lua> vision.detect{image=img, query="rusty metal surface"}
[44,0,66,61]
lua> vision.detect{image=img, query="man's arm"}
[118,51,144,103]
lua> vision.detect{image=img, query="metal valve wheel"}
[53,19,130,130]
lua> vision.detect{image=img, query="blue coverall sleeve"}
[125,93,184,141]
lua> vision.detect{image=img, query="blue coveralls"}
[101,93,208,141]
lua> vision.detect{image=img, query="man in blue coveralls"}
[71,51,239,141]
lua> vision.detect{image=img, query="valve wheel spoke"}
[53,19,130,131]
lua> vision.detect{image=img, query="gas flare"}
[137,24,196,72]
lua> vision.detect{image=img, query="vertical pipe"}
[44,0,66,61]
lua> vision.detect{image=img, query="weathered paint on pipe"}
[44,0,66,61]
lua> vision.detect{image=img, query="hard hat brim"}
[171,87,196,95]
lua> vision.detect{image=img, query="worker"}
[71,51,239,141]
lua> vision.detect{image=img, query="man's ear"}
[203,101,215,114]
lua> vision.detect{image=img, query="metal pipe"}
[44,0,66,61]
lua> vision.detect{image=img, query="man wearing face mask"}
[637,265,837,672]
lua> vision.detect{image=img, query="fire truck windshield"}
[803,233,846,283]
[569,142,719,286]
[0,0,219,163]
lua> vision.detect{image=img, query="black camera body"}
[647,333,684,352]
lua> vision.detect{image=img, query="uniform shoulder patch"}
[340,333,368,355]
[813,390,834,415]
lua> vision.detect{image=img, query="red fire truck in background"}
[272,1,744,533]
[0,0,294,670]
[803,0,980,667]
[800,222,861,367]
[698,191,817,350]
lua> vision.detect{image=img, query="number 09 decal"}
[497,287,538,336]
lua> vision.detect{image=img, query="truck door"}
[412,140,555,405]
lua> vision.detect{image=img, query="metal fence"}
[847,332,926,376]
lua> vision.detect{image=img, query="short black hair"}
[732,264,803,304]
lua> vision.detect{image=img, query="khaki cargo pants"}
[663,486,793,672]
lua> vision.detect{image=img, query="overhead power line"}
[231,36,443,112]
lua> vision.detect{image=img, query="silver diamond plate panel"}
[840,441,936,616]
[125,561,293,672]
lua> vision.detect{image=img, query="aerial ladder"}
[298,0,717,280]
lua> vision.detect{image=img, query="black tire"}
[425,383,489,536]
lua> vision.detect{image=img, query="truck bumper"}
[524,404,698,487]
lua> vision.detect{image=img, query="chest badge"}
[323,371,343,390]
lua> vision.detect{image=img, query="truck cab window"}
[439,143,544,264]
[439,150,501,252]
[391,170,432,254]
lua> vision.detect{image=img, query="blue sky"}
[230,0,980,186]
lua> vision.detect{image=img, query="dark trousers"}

• _TASK PROMPT_
Put every line of the listing above into a Markdown table with two columns, Row and Line. Number the rows in order and leave out any blank lines.

• _FINAL ANSWER_
| Row | Line |
|---|---|
| 1 | lua> vision.detect{image=img, query="rusty metal surface"} |
| 2 | [44,0,66,61] |
| 3 | lua> vision.detect{image=img, query="man's arm"} |
| 4 | [118,51,144,103] |
| 5 | lua> vision.detect{image=img, query="metal valve wheel"} |
| 6 | [53,19,130,130] |
| 7 | lua> vision.detect{image=img, query="blue coverall sleeve"} |
| 8 | [125,93,184,141] |
| 9 | lua> vision.detect{image=img, query="blue coveralls"} |
| 10 | [101,93,208,141] |
| 11 | lua> vision.detect{image=img, query="man in blue coveralls"} |
| 12 | [71,51,239,141] |
| 13 | lua> vision.detect{image=img, query="valve wheel spoke"} |
| 14 | [53,19,130,131] |
| 15 | lua> vision.detect{image=img, query="gas flare"} |
| 16 | [137,24,196,72] |
| 17 | lua> vision.detect{image=img, query="vertical pipe"} |
| 18 | [44,0,66,61] |
| 19 | lua> vision.detect{image=img, query="weathered paint on pipe"} |
| 20 | [44,0,66,61] |
| 21 | lua> vision.detect{image=img, query="hard hat brim"} |
| 22 | [171,87,196,95] |
| 23 | lua> vision.detect{image=img, query="worker"} |
| 24 | [71,51,239,141] |
| 25 | lua> vision.detect{image=img, query="man's ear"} |
| 26 | [203,101,215,114] |
| 27 | lua> vision.detect{image=img, query="metal pipe"} |
| 28 | [44,0,66,61] |
| 29 | lua> vision.detect{image=img, query="man wearing face mask"} |
| 30 | [637,265,837,672] |
| 31 | lua> vision.detect{image=img, query="fire truck windshield"} |
| 32 | [803,233,846,283] |
| 33 | [569,142,719,286] |
| 34 | [0,0,219,163] |
| 35 | lua> vision.detect{image=img, query="black camera body"} |
| 36 | [647,333,684,352] |
| 37 | lua> vision.detect{image=img, query="uniform shoulder patch"} |
| 38 | [340,333,368,355] |
| 39 | [813,390,834,415] |
| 40 | lua> vision.detect{image=img, query="red fire truck in background"} |
| 41 | [272,1,744,533] |
| 42 | [0,0,294,670] |
| 43 | [803,0,980,667] |
| 44 | [800,222,861,367] |
| 45 | [698,191,817,350] |
| 46 | lua> vision.detect{image=img, query="number 09 decal"} |
| 47 | [497,287,538,336] |
| 48 | lua> vision.detect{image=img, query="truck door"} |
| 49 | [412,140,555,405] |
| 50 | lua> vision.detect{image=img, query="metal fence"} |
| 51 | [847,332,926,376] |
| 52 | lua> vision.detect{image=img, query="short black hair"} |
| 53 | [732,264,803,304] |
| 54 | lua> vision.detect{image=img, query="khaki cargo pants"} |
| 55 | [663,486,793,672] |
| 56 | lua> vision.detect{image=img, query="overhead power line"} |
| 57 | [231,36,443,112] |
| 58 | lua> vision.detect{image=img, query="silver diamond plate panel"} |
| 59 | [840,441,936,616] |
| 60 | [125,561,293,672] |
| 61 | lua> vision.detect{image=img, query="aerial ladder"} |
| 62 | [298,0,717,280] |
| 63 | lua> vision.detect{image=img, query="black tire"} |
| 64 | [425,383,489,536] |
| 65 | lua> vision.detect{image=img, query="truck bumper"} |
| 66 | [524,404,698,487] |
| 67 | lua> vision.detect{image=img, query="chest badge"} |
| 68 | [323,371,343,390] |
| 69 | lua> vision.detect{image=img, query="truck cab window"} |
| 70 | [439,143,544,264] |
| 71 | [439,150,501,252] |
| 72 | [391,170,432,254] |
| 73 | lua> vision.detect{image=img, query="blue sky"} |
| 74 | [230,0,980,186] |
| 75 | lua> vision.detect{image=img, query="dark trousers"} |